PASSAGE:

○ ○ ○

When you descend from heaven for assembly,

You will spend the night in it, it is there to receive all of you.

I will call its name Babylon, which means the houses of the great gods,

I shall build it with the skill of craftsmen.

As the last act in this creation, almost as an afterthought, Marduk also created man. First he killed Kingu, who was Tiamat’s consort, and then mixed his divine blood with dust. According to the myth, as far as Marduk and the other gods are concerned, man’s purpose is simple: man will do all the work so the gods can relax. The story is significant because, as Karen Armstrong points out in A History of God, “The first man had been created from the substance of a god; he therefore shared their divine nature…. The gods and humans shared the same predicament, the only difference being that that gods were more powerful and were immortal.”

Before they could rest, however, the gods decided to build a proper shrine for Lord Marduk. For one year, they manufactured bricks and after a second year, they had built a temple—a ziggurat—to honor Marduk as king of the gods.

For much of Mesopotamian history, each year, this Creation epic became the focal point of worship, as the Enuma Elish was read as part of the New Year celebration in every city. The myth also confirmed Babylon’s special status as a sacred place, home of the gods, and the center of the world.

Was Marduk just another macho man oppressing gentle goddesses?

Besides underscoring Babylon’s ascension as the greatest power of the time, the Marduk-Tiamat conflict has taken on another significant spin. Recently, a movement of scholars has advanced the notion that most prehistoric cultures revered female deities—usually a benign but all-powerful mother goddess—as the dominant deity. Seen as a nurturing force of fertility in a world that was mostly dependent upon the return of the crops and the continuity of life through birth, this goddess was thought to be more significant than the male deities, who basically existed as studs, to service the goddess and sire children. But, according to this in-vogue theory, a great change took place when male gods were elevated above the goddess, not just in Mesopotamia but in almost every society. The victory of Marduk over Tiamat is widely considered one stark and particularly violent example of the conquest by a warlike, macho-male god and the demise of goddess worship.

○ ○ ○

DATA TO EXAMINE:

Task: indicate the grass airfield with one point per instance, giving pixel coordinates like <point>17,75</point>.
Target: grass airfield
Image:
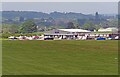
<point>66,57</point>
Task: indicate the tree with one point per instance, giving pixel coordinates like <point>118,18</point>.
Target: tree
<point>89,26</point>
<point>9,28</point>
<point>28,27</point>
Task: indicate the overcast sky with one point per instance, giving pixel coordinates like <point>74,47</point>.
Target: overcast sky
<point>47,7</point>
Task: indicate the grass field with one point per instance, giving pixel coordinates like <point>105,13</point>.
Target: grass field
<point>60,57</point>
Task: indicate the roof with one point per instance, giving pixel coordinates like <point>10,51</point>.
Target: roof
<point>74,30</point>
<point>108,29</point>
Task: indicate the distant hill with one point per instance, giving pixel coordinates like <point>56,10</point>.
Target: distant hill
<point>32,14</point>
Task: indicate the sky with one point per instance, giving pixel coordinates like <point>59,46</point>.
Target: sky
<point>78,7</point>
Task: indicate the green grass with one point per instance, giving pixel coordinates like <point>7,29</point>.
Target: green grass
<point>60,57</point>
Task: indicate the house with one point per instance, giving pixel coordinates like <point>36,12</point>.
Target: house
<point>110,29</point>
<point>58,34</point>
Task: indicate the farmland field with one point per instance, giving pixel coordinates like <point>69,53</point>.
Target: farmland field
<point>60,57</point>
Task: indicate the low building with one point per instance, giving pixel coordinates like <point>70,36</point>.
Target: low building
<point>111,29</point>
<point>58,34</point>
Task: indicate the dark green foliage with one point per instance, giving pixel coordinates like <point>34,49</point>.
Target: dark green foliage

○ ○ ○

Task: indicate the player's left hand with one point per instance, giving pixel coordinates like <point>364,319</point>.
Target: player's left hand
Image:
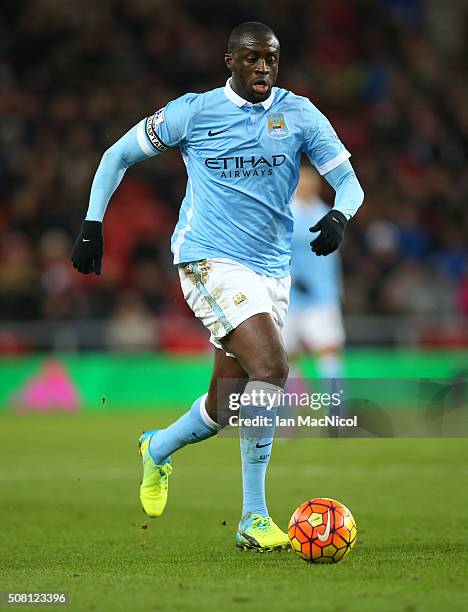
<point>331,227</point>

○ ○ ○

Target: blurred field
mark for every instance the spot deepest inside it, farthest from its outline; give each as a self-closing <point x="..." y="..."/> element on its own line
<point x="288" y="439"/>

○ ○ ○

WHAT IS REQUIRED:
Continue the passage on Marduk, Tiamat and the Babylonian creation myth, starting after its last sentence. The records are unrelated to the passage about Marduk and Tiamat and stand apart from it.

ANSWER FOR THE TASK:
This so-called Goddess movement was partly inspired by the writings of Jane E. Harrison, who had suggested in 1903 that “The Great Mother is prior to the masculine deities.” More recently, the field has been led by such scholars as Maria Gimbutas, whose 1974 book, The Gods and Goddesses of Old Europe, argued that there had been an ancient, more peaceful time in the world, in which the supreme deity was a Mother Earth, creator and ruler of the universe.

Historian Karen Armstrong concurred with this notion, which she contended was also true in ancient Israel, where the Hebrew god Yahweh, “a jealous god,” forced the “chosen people” to get rid of their idolatrous but popular goddesses. Writes Armstrong in A History of God, “The prestige of the great goddesses in traditional religion reflects the veneration of the female. The rise of the cities, however, meant that the more masculine qualities of martial, physical strength were exalted over female characteristics. Henceforth women were marginalized and became second-class citizens…. The cult of the goddesses would be superseded, and this would be a symptom of a cultural change that was characteristic of the newly civilized world.”

“Mars” had pushed “Venus” off the pedestal.